### DIRECTIONS FOR THIS TASK:
Turn everything from the line containing "Category: sky" down to the end of the material into a JSON list of strings, one string per line, with blank lines omitted.

### PROVIDED MATERIAL:
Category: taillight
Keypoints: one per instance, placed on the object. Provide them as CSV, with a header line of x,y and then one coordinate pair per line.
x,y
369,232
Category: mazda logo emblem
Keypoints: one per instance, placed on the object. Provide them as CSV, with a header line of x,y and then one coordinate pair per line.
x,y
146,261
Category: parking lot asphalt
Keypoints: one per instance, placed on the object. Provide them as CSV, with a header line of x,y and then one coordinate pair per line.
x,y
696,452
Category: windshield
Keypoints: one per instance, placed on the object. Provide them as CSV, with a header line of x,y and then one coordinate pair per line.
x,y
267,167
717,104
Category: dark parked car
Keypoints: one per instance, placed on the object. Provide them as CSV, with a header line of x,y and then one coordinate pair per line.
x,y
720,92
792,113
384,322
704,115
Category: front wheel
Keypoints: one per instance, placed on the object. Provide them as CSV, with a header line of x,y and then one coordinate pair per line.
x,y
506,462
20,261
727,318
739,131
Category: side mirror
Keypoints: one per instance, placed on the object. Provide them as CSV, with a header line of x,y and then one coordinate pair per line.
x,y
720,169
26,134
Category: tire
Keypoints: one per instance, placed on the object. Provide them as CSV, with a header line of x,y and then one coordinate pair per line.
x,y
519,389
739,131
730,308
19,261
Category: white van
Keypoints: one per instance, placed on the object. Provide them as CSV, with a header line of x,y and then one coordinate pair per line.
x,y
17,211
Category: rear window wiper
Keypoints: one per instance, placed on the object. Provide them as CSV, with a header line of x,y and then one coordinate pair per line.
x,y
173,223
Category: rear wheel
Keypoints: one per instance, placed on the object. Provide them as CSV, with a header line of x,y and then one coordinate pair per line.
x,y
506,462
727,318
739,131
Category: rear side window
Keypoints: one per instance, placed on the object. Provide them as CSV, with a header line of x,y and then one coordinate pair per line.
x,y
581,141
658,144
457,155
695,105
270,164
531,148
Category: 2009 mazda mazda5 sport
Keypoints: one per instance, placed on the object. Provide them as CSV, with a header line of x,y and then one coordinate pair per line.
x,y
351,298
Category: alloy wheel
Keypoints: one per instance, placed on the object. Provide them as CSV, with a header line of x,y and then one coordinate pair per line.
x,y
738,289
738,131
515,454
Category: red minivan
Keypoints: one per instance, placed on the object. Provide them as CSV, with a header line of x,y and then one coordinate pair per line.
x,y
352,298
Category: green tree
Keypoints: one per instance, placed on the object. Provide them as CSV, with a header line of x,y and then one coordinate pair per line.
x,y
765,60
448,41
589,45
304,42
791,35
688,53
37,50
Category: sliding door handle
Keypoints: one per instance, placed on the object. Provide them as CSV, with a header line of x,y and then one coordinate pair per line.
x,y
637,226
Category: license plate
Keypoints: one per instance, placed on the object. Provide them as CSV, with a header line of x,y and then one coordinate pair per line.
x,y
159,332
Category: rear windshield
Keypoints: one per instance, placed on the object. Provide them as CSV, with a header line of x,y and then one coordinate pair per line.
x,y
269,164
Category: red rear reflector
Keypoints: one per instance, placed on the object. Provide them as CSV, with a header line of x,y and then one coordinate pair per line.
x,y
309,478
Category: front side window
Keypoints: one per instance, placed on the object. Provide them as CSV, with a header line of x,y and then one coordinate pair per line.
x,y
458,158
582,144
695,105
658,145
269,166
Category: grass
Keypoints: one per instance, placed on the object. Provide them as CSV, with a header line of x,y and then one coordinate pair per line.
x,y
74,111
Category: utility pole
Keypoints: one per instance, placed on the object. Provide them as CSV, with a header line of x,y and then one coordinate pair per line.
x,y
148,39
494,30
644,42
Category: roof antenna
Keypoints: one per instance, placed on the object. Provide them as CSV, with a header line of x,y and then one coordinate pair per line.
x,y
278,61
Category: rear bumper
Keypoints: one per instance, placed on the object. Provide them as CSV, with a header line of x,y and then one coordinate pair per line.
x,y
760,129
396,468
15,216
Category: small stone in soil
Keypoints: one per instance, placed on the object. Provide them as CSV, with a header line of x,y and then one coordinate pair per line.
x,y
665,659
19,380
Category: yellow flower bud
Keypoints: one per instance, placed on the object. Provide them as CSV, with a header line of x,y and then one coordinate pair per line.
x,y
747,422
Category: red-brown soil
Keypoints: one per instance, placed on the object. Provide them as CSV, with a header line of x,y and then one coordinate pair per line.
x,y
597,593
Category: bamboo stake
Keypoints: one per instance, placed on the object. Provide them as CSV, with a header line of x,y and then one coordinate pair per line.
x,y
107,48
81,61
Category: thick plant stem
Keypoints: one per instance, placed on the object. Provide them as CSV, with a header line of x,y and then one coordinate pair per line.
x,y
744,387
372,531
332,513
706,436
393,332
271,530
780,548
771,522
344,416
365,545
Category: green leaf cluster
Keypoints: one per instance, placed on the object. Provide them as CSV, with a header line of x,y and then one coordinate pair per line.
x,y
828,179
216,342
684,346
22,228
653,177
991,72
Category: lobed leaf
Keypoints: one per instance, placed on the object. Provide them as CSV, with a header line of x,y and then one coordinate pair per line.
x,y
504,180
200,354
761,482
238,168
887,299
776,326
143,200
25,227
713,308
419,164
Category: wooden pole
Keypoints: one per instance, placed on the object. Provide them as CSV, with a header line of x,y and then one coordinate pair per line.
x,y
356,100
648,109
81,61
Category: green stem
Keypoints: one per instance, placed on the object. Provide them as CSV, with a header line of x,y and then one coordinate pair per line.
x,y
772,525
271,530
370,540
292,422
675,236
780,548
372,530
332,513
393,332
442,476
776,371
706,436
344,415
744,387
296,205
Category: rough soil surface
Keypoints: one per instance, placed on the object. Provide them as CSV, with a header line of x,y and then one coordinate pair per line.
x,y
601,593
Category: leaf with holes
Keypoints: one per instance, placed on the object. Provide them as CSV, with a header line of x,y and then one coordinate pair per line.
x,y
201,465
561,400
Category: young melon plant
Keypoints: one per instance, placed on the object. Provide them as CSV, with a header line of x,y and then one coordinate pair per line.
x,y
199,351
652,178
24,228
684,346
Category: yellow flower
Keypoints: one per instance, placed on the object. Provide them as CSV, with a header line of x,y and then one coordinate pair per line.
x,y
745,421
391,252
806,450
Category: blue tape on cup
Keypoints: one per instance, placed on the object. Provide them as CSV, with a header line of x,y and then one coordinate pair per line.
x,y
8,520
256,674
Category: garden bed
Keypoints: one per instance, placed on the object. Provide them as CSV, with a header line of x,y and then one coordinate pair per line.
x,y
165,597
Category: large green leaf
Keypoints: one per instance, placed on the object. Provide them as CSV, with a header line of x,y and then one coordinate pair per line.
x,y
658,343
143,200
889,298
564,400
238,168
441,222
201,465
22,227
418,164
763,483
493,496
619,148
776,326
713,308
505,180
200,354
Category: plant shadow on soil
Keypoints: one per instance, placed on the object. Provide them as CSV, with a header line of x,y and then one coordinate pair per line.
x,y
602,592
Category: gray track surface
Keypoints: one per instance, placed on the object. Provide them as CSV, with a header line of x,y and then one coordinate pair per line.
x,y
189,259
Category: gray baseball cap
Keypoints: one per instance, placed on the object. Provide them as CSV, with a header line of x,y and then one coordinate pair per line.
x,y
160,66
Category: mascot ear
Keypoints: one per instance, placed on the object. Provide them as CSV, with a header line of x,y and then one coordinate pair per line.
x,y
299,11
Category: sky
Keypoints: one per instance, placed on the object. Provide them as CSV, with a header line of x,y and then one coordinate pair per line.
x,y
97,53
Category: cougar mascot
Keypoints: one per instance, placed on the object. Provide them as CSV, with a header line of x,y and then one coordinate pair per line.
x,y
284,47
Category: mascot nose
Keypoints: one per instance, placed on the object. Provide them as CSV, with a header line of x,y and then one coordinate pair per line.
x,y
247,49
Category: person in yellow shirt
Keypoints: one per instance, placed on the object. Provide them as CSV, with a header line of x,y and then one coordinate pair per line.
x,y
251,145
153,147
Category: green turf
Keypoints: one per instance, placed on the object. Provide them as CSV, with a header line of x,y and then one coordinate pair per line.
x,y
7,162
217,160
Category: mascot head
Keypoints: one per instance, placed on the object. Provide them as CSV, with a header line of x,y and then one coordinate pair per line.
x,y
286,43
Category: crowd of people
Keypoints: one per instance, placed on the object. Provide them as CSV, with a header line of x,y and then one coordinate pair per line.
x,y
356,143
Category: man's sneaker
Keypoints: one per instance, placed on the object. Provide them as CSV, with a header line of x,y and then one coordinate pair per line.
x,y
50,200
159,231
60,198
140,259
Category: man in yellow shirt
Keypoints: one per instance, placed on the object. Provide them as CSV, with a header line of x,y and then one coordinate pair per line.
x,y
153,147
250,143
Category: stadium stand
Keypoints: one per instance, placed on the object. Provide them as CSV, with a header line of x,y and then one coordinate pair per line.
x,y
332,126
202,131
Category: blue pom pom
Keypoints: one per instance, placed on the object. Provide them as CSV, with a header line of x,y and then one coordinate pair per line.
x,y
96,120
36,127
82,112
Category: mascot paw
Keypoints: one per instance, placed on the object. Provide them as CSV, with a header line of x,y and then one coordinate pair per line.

### SOLUTION TO THIS EXERCISE:
[
  "Category: sky",
  "Keypoints: one per instance, placed on the object. Provide them as CSV, with a header line of x,y and then one coordinate pair per line.",
  "x,y",
  "97,53",
  "Category: cougar mascot",
  "Keypoints: one per instance, placed on the object. Provide them as CSV, with a header line of x,y and then one coordinate pair per line.",
  "x,y",
  "284,47",
  "Category: mascot nose",
  "Keypoints: one per instance, placed on the object. Provide them as CSV, with a header line of x,y and then one coordinate pair per line.",
  "x,y",
  "247,49",
  "Category: person in yellow shirt",
  "Keypoints: one per instance, placed on the object. Provide them as CSV, with a header line of x,y and then one coordinate pair per line.",
  "x,y",
  "251,145",
  "153,147",
  "Category: green turf",
  "Keypoints: one per instance, placed on the object. Provide them as CSV, with a header line of x,y and then one coordinate pair per line.",
  "x,y",
  "7,162",
  "217,160",
  "Category: mascot head",
  "Keypoints: one per instance, placed on the object. Provide them as CSV, with a header line of x,y and then one coordinate pair per line.",
  "x,y",
  "286,43",
  "Category: crowd of people",
  "Keypoints: one per instance, placed on the object. Provide them as CSV, with a header line of x,y and then one coordinate pair per line.",
  "x,y",
  "356,143",
  "Category: man's sneaker",
  "Keypoints: one per instance, placed on the object. Provide them as CSV, with a header line of x,y and then one coordinate pair per line.",
  "x,y",
  "50,200",
  "159,231",
  "60,198",
  "140,259",
  "Category: man in yellow shirt",
  "Keypoints: one per instance, placed on the object. Provide them as CSV, with a header line of x,y and then one coordinate pair per line.",
  "x,y",
  "153,147",
  "250,143",
  "Category: stadium stand",
  "Keypoints: one per instance, placed on the object. Provide them as CSV, with a header line of x,y and then one coordinate pair per line.",
  "x,y",
  "332,126",
  "202,131",
  "Category: blue pom pom",
  "Keypoints: one per instance, placed on the object. Provide them as CSV, with a header line of x,y and then one coordinate pair per line.",
  "x,y",
  "96,120",
  "36,127",
  "82,112",
  "Category: mascot paw",
  "Keypoints: one per instance, placed on the object. Provide them as CSV, with a header line of x,y and then one coordinate pair per line."
]